GOAL — Copy the records below word for word, keeping every line as it appears. Leave the pictures out of your answer.

(Mask labeling examples)
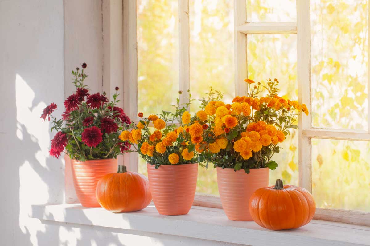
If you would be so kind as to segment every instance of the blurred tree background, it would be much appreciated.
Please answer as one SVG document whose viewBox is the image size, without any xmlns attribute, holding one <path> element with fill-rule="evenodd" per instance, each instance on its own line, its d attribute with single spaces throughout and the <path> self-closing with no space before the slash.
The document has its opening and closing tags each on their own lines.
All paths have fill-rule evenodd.
<svg viewBox="0 0 370 246">
<path fill-rule="evenodd" d="M 246 0 L 247 21 L 295 21 L 296 0 Z M 144 115 L 171 110 L 178 81 L 177 0 L 137 0 L 138 108 Z M 366 130 L 367 15 L 365 0 L 311 0 L 312 124 Z M 190 88 L 193 98 L 210 86 L 235 96 L 233 0 L 190 0 Z M 249 35 L 248 78 L 280 82 L 280 96 L 296 100 L 295 35 Z M 304 103 L 304 102 L 303 102 Z M 191 111 L 198 110 L 194 101 Z M 298 185 L 297 131 L 274 156 L 270 184 Z M 368 142 L 313 139 L 313 193 L 318 207 L 370 211 Z M 139 171 L 146 174 L 139 158 Z M 212 165 L 200 168 L 197 191 L 218 195 Z"/>
</svg>

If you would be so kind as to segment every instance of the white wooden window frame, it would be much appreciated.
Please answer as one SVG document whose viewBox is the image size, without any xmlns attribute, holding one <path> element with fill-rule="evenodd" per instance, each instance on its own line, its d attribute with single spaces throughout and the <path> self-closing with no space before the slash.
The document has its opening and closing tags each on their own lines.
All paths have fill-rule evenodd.
<svg viewBox="0 0 370 246">
<path fill-rule="evenodd" d="M 298 101 L 311 109 L 311 22 L 310 0 L 297 0 L 297 21 L 247 22 L 246 1 L 234 0 L 235 88 L 236 96 L 246 91 L 247 40 L 248 34 L 296 34 Z M 139 120 L 137 107 L 137 40 L 136 1 L 123 1 L 124 109 L 134 121 Z M 189 0 L 178 0 L 179 88 L 180 102 L 185 101 L 189 89 Z M 369 18 L 370 22 L 370 18 Z M 370 30 L 370 29 L 369 29 Z M 370 34 L 370 31 L 369 31 Z M 368 39 L 369 41 L 369 39 Z M 368 46 L 370 57 L 370 45 Z M 368 63 L 368 70 L 370 69 Z M 311 115 L 302 114 L 299 121 L 299 186 L 312 191 L 311 139 L 333 139 L 370 141 L 370 73 L 368 76 L 368 130 L 334 129 L 313 127 Z M 137 171 L 138 155 L 125 155 L 130 170 Z M 222 208 L 219 197 L 196 195 L 194 205 Z M 317 208 L 314 218 L 370 226 L 370 212 Z"/>
</svg>

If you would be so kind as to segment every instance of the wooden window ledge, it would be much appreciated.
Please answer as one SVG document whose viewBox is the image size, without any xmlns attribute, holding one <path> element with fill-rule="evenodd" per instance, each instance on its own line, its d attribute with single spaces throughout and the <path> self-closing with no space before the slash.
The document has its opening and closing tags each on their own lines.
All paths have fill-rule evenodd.
<svg viewBox="0 0 370 246">
<path fill-rule="evenodd" d="M 221 209 L 193 206 L 183 215 L 162 215 L 152 204 L 137 212 L 114 214 L 80 204 L 34 205 L 32 218 L 44 224 L 124 233 L 160 233 L 249 245 L 370 245 L 370 227 L 312 220 L 297 229 L 273 231 L 253 221 L 229 220 Z"/>
</svg>

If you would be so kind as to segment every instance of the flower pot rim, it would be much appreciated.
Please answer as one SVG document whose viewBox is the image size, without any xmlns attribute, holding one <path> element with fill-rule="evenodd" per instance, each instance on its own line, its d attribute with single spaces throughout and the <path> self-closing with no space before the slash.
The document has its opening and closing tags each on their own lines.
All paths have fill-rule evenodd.
<svg viewBox="0 0 370 246">
<path fill-rule="evenodd" d="M 87 162 L 104 162 L 107 161 L 110 161 L 112 160 L 117 160 L 117 158 L 107 158 L 106 159 L 92 159 L 91 160 L 85 160 L 84 162 L 82 162 L 80 160 L 77 160 L 77 159 L 71 159 L 71 160 L 75 162 L 79 162 L 80 163 L 85 163 Z"/>
</svg>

RESULT —
If you would be so kind as to segment every instance of the blurred tree background, it would be much appreciated.
Please answer as one SVG document whose viewBox is the image size, without any xmlns attribute, holding one <path> element with fill-rule="evenodd" per instance, each instance on its own line, its d attribute with single spaces throughout and the <path> self-closing with no space before the slash.
The document has its opening and closing tags each on their own lines.
All paths have fill-rule evenodd.
<svg viewBox="0 0 370 246">
<path fill-rule="evenodd" d="M 246 0 L 247 21 L 295 21 L 296 0 Z M 144 115 L 171 110 L 178 81 L 177 0 L 137 0 L 138 108 Z M 366 130 L 367 15 L 365 0 L 311 0 L 312 124 Z M 190 88 L 193 98 L 210 86 L 235 96 L 233 0 L 190 0 Z M 249 35 L 248 78 L 280 82 L 280 96 L 296 100 L 295 35 Z M 304 103 L 304 102 L 303 102 Z M 191 111 L 198 110 L 194 101 Z M 298 185 L 297 131 L 274 156 L 270 184 Z M 368 142 L 313 139 L 313 193 L 318 207 L 370 211 Z M 139 171 L 146 174 L 139 158 Z M 212 165 L 200 168 L 197 191 L 218 195 Z"/>
</svg>

If you would be so kind as to segment every instance of the white wooden window frame, it would be much appreciated.
Please answer as one SVG document whose viewBox is the image size, without any xmlns attribute, holding one <path> element with fill-rule="evenodd" per instance, each instance on its own line, its d attribute with single spaces throughout and the <path> self-closing with no space before the slash.
The document has its opening and closing tags each on their own lines.
All paths have fill-rule evenodd.
<svg viewBox="0 0 370 246">
<path fill-rule="evenodd" d="M 298 101 L 311 109 L 311 22 L 310 0 L 297 0 L 297 21 L 247 22 L 246 1 L 234 0 L 235 88 L 236 96 L 246 91 L 247 40 L 248 34 L 296 34 Z M 139 120 L 137 107 L 137 40 L 136 1 L 123 1 L 124 109 L 134 121 Z M 189 0 L 178 0 L 179 88 L 180 102 L 185 101 L 189 89 Z M 369 18 L 370 22 L 370 18 Z M 370 30 L 370 29 L 369 29 Z M 370 34 L 370 31 L 369 31 Z M 368 39 L 369 41 L 369 39 Z M 368 46 L 370 57 L 370 45 Z M 368 63 L 368 70 L 370 69 Z M 311 115 L 302 114 L 299 121 L 299 186 L 312 191 L 311 139 L 333 139 L 370 141 L 370 73 L 368 76 L 368 130 L 334 129 L 313 127 Z M 137 171 L 138 155 L 125 155 L 130 170 Z M 222 208 L 219 197 L 196 195 L 194 205 Z M 317 208 L 314 218 L 370 226 L 370 212 Z"/>
</svg>

If you would be so kind as to segment every instance of the wooden window ledge, it would be much appreciated.
Please answer as one SVG document whose viewBox is the image size, without any xmlns attribute, holding one <path> element with fill-rule="evenodd" per instance, each instance on its own line, its d attribute with single spaces throughout and the <path> self-closing with no space before the slash.
The document has its opening and closing tags each on their own lines.
All paths have fill-rule evenodd.
<svg viewBox="0 0 370 246">
<path fill-rule="evenodd" d="M 221 209 L 193 206 L 183 215 L 162 215 L 152 204 L 137 212 L 114 214 L 80 204 L 34 205 L 32 218 L 44 224 L 124 233 L 160 233 L 249 245 L 370 245 L 370 227 L 312 220 L 297 229 L 273 231 L 253 221 L 229 220 Z"/>
</svg>

If you would be so kind as to segment every instance of the flower pot rim, it would be much appreciated.
Please answer as one SVG document whose viewBox is the image size, without any xmlns attribute, holding one <path> element with fill-rule="evenodd" per instance, each instance on its own line, its d attribute with single spaces throughout and the <path> self-closing with no space before the slash.
The document has its opening and closing tags each on their own lines.
All paths have fill-rule evenodd.
<svg viewBox="0 0 370 246">
<path fill-rule="evenodd" d="M 87 162 L 104 162 L 107 161 L 110 161 L 112 160 L 117 160 L 117 158 L 107 158 L 106 159 L 92 159 L 91 160 L 85 160 L 84 162 L 82 162 L 80 160 L 77 160 L 77 159 L 71 159 L 71 160 L 75 162 L 79 162 L 80 163 L 85 163 Z"/>
</svg>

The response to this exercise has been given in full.